--- Start INPUT DATA ---

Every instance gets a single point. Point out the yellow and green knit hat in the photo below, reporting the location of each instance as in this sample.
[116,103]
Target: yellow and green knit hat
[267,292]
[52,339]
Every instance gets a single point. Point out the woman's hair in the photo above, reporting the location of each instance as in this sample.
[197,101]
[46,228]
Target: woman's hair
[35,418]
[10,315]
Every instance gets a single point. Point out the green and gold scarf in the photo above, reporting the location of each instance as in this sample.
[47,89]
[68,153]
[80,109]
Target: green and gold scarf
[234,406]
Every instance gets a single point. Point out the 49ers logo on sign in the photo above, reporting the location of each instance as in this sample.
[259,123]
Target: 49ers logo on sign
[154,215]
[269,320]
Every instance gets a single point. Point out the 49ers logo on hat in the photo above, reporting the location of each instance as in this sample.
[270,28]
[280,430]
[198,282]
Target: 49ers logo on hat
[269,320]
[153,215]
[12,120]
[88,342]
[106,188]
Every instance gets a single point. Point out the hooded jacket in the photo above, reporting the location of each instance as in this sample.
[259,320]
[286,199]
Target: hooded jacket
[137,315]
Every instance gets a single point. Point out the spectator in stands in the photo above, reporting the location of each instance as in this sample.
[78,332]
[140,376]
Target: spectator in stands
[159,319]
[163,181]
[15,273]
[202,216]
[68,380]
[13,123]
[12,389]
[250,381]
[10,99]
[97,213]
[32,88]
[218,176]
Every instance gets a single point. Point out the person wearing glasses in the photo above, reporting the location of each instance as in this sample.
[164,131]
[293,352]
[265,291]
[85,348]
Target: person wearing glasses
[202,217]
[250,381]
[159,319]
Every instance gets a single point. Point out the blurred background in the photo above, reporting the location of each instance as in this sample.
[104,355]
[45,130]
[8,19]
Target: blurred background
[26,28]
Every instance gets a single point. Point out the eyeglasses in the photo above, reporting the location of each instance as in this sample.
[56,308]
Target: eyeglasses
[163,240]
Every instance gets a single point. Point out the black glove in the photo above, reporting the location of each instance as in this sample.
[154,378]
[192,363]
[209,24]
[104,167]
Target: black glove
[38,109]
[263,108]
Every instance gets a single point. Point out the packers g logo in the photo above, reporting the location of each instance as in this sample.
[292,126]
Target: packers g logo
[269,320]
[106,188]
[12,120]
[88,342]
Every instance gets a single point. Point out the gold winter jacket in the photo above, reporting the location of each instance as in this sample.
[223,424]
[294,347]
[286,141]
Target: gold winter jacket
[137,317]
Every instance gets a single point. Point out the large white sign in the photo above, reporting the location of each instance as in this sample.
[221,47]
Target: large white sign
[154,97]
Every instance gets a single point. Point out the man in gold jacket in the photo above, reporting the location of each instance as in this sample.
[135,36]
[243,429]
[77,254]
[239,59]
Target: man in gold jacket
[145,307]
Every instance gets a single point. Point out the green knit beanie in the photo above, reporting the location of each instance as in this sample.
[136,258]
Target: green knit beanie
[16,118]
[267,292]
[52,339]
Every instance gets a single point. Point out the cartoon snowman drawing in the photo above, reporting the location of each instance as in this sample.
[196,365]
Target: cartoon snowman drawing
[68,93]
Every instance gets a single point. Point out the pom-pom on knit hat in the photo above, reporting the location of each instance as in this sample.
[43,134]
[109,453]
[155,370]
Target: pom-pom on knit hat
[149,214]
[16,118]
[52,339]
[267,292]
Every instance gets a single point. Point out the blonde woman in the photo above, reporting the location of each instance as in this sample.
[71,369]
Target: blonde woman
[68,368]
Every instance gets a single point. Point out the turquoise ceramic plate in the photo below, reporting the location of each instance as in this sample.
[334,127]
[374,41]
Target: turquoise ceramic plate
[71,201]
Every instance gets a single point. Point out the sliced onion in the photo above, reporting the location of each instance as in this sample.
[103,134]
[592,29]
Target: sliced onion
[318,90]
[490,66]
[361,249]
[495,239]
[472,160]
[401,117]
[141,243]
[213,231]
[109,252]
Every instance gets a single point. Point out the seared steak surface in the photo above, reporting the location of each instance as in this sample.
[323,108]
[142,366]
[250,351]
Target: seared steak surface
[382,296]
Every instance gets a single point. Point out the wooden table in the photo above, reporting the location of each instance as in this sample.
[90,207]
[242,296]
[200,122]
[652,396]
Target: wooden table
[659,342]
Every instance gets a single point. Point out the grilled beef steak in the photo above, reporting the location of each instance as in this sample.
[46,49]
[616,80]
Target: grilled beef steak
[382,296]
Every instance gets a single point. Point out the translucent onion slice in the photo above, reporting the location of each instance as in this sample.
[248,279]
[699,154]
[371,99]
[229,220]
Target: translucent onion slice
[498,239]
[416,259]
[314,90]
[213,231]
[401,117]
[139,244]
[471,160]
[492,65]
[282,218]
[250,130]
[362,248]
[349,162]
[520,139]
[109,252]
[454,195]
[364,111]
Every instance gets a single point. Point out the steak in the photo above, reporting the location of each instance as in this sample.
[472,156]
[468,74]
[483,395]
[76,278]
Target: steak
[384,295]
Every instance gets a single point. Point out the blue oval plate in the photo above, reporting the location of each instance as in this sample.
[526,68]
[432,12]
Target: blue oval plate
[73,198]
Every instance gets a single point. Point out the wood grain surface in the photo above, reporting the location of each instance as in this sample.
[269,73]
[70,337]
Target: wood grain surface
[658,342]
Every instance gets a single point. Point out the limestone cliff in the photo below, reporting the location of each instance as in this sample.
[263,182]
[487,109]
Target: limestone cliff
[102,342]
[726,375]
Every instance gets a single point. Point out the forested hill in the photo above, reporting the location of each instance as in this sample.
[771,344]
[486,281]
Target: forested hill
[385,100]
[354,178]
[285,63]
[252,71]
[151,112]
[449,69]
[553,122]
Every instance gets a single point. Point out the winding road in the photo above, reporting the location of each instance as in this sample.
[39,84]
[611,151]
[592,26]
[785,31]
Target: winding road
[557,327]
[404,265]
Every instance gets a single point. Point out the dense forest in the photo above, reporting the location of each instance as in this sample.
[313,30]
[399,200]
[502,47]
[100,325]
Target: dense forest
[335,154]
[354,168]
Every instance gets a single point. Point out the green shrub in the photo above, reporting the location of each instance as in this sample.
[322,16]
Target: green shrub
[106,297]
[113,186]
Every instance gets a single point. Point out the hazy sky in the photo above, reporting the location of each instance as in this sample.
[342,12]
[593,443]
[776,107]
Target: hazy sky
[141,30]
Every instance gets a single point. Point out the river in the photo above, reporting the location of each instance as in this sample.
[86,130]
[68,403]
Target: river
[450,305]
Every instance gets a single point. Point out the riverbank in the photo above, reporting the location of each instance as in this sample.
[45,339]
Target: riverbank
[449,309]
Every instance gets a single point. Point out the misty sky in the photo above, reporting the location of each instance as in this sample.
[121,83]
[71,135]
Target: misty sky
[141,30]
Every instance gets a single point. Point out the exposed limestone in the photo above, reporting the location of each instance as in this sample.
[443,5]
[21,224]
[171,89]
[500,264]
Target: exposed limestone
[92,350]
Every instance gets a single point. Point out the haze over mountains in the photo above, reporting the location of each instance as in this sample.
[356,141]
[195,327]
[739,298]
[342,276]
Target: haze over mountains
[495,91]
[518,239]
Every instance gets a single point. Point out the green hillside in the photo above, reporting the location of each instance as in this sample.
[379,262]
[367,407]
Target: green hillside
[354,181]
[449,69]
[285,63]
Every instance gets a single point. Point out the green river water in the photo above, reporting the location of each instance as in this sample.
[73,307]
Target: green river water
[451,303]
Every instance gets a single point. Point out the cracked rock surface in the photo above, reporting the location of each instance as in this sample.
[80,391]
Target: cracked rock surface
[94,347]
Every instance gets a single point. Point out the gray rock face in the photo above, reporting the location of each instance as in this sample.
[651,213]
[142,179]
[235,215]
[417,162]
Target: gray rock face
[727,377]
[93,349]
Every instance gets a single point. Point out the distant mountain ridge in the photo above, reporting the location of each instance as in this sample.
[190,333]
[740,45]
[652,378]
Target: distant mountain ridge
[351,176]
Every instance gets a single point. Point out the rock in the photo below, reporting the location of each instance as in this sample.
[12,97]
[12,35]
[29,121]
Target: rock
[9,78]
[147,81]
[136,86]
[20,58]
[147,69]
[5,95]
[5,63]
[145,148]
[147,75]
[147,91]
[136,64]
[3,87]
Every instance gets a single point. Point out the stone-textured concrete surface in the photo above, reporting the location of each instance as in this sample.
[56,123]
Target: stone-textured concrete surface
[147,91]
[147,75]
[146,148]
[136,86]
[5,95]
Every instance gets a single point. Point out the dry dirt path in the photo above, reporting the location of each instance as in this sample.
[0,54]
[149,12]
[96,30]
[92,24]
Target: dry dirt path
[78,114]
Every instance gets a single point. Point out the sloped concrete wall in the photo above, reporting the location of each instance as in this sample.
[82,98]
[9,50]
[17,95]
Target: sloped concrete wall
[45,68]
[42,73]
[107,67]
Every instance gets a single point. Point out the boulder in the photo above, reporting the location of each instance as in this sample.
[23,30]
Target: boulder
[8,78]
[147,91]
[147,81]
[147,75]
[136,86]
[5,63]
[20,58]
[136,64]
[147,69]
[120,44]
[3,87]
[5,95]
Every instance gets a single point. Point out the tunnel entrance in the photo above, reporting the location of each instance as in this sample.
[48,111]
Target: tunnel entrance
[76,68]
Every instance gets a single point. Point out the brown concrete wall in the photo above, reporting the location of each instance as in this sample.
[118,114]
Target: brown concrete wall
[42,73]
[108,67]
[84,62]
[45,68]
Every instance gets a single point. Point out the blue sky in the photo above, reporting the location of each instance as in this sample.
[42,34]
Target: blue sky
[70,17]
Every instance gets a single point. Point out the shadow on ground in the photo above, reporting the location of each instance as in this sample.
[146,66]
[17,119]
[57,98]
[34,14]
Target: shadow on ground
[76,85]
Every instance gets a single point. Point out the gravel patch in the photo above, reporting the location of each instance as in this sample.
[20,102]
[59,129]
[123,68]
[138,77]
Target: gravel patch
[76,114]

--- End INPUT DATA ---

- _EXERCISE TASK_:
Copy the stretch of the data from the line that contains "Every instance gets a single point. Point out the boulder" through the end of the data, word for word.

- _TASK RESULT_:
Every instance gets a single point. Point out the boulder in the photo above, reporting the location of each instance as in this sample.
[23,30]
Target: boulder
[8,78]
[147,91]
[147,81]
[147,75]
[136,86]
[5,63]
[20,58]
[136,64]
[147,69]
[120,44]
[3,87]
[5,95]
Every instance gets a single point. Point out the tunnel entrance in the photo above, reporting the location of each instance as in this sample.
[48,111]
Target: tunnel entrance
[76,68]
Every instance gets a single point. Point out the brown concrete wall in the photo above, reporting the location of each instance as in this sample.
[118,114]
Target: brown concrete wall
[42,73]
[108,67]
[84,62]
[45,68]
Every instance gets a single point. Point out the blue sky in the photo above, reporting the location of each instance as in this sample.
[42,34]
Target: blue sky
[70,17]
Every instance gets a single point. Point out the shadow on ground in the photo above, reporting the location of each instance as in this sample.
[146,66]
[17,119]
[57,98]
[34,14]
Target: shadow on ground
[76,85]
Every instance gets a single point. Point out the gravel patch in the photo above, reporting the location of each instance as in this sample.
[20,102]
[59,129]
[123,68]
[138,77]
Target: gravel patch
[76,114]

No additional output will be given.